One place to look for statements of museum purpose is in the discussions that routinely take place, across the United Kingdom and in most other countries, as budgets are reviewed and renegotiated. In the offices of museum directors, city councillors, government officials, funding agencies and other stakeholders, arguments are made about why art, history and science museums matter, and should receive support. In Britain, this advocacy is increasingly urgent, given year-on-year reductions, most corrosively affecting the institutions funded by cash-strapped local authorities. The case for funding has long involved claims that museums bring broader educational and social benefits. But it is nevertheless striking that over the last decade, what museums contribute to society has been described in increasingly expansive terms.
The Guggenheim Museum Bilbao, which opened in 1997, famously exemplified the argument that a new cultural institution designed by a celebrity architect might in itself be transformative, attracting tourists, driving urban regeneration and regional economic growth. The same approach has inspired projects in hundreds of cities worldwide, notwithstanding mounting ambivalence about tourist crowds, unregulated accommodation and the propensity of gentrification to create new inequalities. For funding agencies such as the Arts Council England, ‘place-making’ became central as a rationale for cultural investment. Towns and regions that had suffered deprivation should become better places to inhabit as well as to visit: museums therefore needed to diversify audiences, and not only increase numbers but engage ‘hard to reach’ communities, attracting those who had not previously visited them. The challenge has had wide-ranging implications for curatorial work and programming: museums have needed to be seen as inviting, inclusive and ‘relevant’.
While most museum professionals would hope that the institutions they work in are progressive in these terms, the agenda has sometimes been expressed reductively. In 2013, the Museums Association in the UK produced a major policy statement, ‘Museums Change Lives’, which emphasised social ‘impact’. On the positive side, there has been growing recognition of the importance of volunteering and other forms of public participation for skills development across communities, and of the distinctive effectiveness museums seem to have, in supporting groups such as young carers and those suffering from dementia. No one aware of the difference such projects make can be unmoved or uninspired by the potential of museums to support people in the most difficult of circumstances. But the arguments for societal benefit have been too instrumental. The museum has become a driver toward goals external to it; to put it crudely, it is supposed to help solve the world’s problems.
In the context of recent and current political polarisation, inequality and representation are subject to renewed, intense scrutiny. Alongside universities, cultural institutions of all kinds are being challenged: the composition of collections, the stories exhibitions tell, and the diversity or lack of diversity of museum staff have been foci for sustained critique. Some institutions have responded defensively, but it is notable that elsewhere activists have pushed an open door: building on a longer tradition of inclusive, social history curating, museums have sought to diversify accessions policies, and represent diasporic and minority artists and hidden or marginalised histories. It is perhaps the prominence of the issues in arts journals and mainstream media, rather than the effort to work inclusively, that is novel.

#### REQUIRED ACTIONS:
• A. According to the text on museum purpose, what was the title of the 2013 policy statement from the UK's Museums Association?
• B. Quote the text on museum purpose from "In the context" to "that is novel.".
The records that come next are separate material and have no connection to the text on museum purpose.

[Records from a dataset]
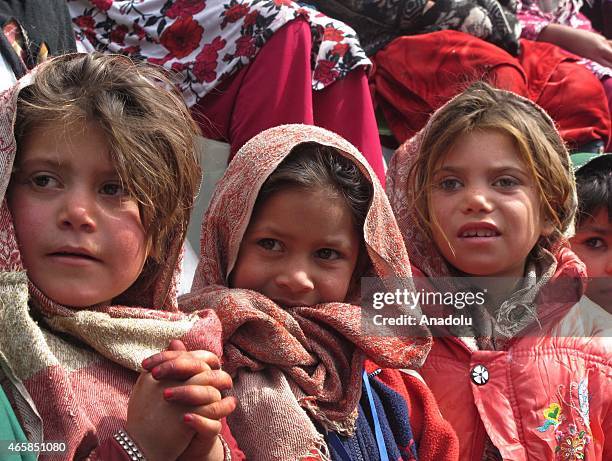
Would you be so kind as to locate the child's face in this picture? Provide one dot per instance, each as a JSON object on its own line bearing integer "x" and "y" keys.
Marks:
{"x": 81, "y": 238}
{"x": 593, "y": 245}
{"x": 300, "y": 249}
{"x": 486, "y": 205}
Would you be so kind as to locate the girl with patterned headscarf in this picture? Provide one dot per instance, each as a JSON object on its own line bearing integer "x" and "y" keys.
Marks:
{"x": 294, "y": 224}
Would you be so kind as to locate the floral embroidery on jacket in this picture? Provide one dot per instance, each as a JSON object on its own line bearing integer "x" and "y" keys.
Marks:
{"x": 571, "y": 444}
{"x": 553, "y": 417}
{"x": 573, "y": 438}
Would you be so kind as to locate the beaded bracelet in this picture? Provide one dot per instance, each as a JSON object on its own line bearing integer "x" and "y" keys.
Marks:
{"x": 227, "y": 453}
{"x": 129, "y": 446}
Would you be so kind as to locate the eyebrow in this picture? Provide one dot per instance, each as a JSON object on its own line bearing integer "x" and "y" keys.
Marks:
{"x": 497, "y": 170}
{"x": 53, "y": 162}
{"x": 331, "y": 241}
{"x": 596, "y": 230}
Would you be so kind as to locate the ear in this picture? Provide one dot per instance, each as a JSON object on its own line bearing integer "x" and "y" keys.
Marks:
{"x": 547, "y": 228}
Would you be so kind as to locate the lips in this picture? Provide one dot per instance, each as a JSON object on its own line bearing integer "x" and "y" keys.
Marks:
{"x": 288, "y": 304}
{"x": 478, "y": 230}
{"x": 74, "y": 253}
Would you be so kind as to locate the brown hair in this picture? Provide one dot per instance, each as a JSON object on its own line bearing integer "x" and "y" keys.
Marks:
{"x": 482, "y": 107}
{"x": 313, "y": 166}
{"x": 149, "y": 131}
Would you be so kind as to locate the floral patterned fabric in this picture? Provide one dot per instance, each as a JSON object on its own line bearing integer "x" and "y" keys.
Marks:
{"x": 208, "y": 41}
{"x": 535, "y": 15}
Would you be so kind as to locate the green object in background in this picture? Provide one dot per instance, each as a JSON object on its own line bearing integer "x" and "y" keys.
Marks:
{"x": 580, "y": 159}
{"x": 11, "y": 432}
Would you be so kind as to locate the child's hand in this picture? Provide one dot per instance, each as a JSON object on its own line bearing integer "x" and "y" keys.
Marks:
{"x": 200, "y": 392}
{"x": 155, "y": 424}
{"x": 584, "y": 43}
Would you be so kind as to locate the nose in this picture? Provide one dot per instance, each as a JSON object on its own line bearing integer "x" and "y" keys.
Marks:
{"x": 476, "y": 200}
{"x": 77, "y": 211}
{"x": 608, "y": 266}
{"x": 295, "y": 279}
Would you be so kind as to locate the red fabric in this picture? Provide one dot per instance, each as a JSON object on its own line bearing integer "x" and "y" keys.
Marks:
{"x": 571, "y": 94}
{"x": 435, "y": 438}
{"x": 272, "y": 91}
{"x": 534, "y": 373}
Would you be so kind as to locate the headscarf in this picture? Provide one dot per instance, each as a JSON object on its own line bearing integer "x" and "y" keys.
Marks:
{"x": 79, "y": 365}
{"x": 527, "y": 299}
{"x": 286, "y": 360}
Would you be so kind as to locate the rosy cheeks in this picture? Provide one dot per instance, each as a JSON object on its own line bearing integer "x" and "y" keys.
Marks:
{"x": 300, "y": 249}
{"x": 81, "y": 238}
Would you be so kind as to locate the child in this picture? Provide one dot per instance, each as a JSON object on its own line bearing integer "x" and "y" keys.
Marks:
{"x": 485, "y": 190}
{"x": 593, "y": 240}
{"x": 281, "y": 261}
{"x": 99, "y": 175}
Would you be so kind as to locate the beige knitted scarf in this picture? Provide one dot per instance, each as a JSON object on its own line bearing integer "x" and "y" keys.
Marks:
{"x": 80, "y": 365}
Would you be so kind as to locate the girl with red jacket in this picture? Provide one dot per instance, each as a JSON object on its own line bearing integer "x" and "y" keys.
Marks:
{"x": 485, "y": 190}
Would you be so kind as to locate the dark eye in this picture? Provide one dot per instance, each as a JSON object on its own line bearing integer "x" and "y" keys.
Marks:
{"x": 44, "y": 181}
{"x": 112, "y": 189}
{"x": 506, "y": 181}
{"x": 327, "y": 254}
{"x": 450, "y": 184}
{"x": 594, "y": 243}
{"x": 269, "y": 244}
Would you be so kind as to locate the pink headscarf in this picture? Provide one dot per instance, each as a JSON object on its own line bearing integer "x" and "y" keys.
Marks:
{"x": 287, "y": 360}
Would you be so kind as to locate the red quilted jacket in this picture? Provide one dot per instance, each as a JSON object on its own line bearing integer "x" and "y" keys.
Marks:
{"x": 548, "y": 396}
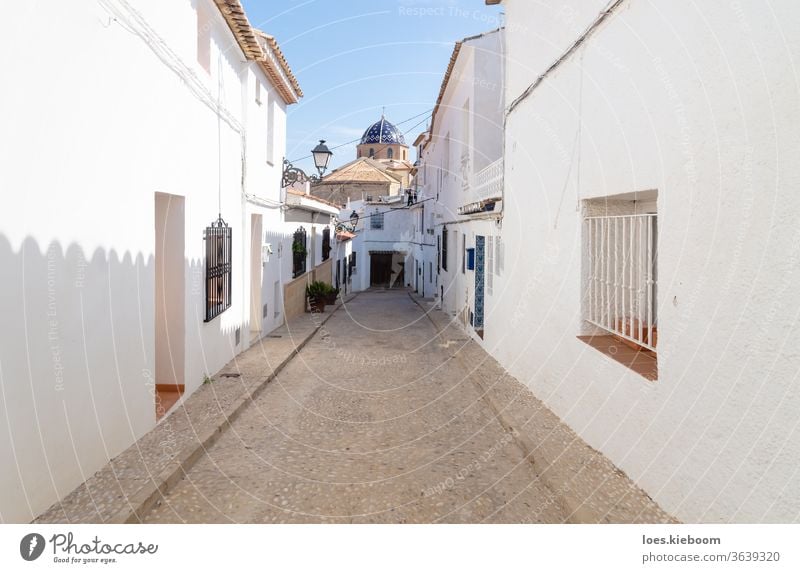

#### ANSWER LIST:
• A. ‘Museums Change Lives’

• B.
In the context of recent and current political polarisation, inequality and representation are subject to renewed, intense scrutiny. Alongside universities, cultural institutions of all kinds are being challenged: the composition of collections, the stories exhibitions tell, and the diversity or lack of diversity of museum staff have been foci for sustained critique. Some institutions have responded defensively, but it is notable that elsewhere activists have pushed an open door: building on a longer tradition of inclusive, social history curating, museums have sought to diversify accessions policies, and represent diasporic and minority artists and hidden or marginalised histories. It is perhaps the prominence of the issues in arts journals and mainstream media, rather than the effort to work inclusively, that is novel.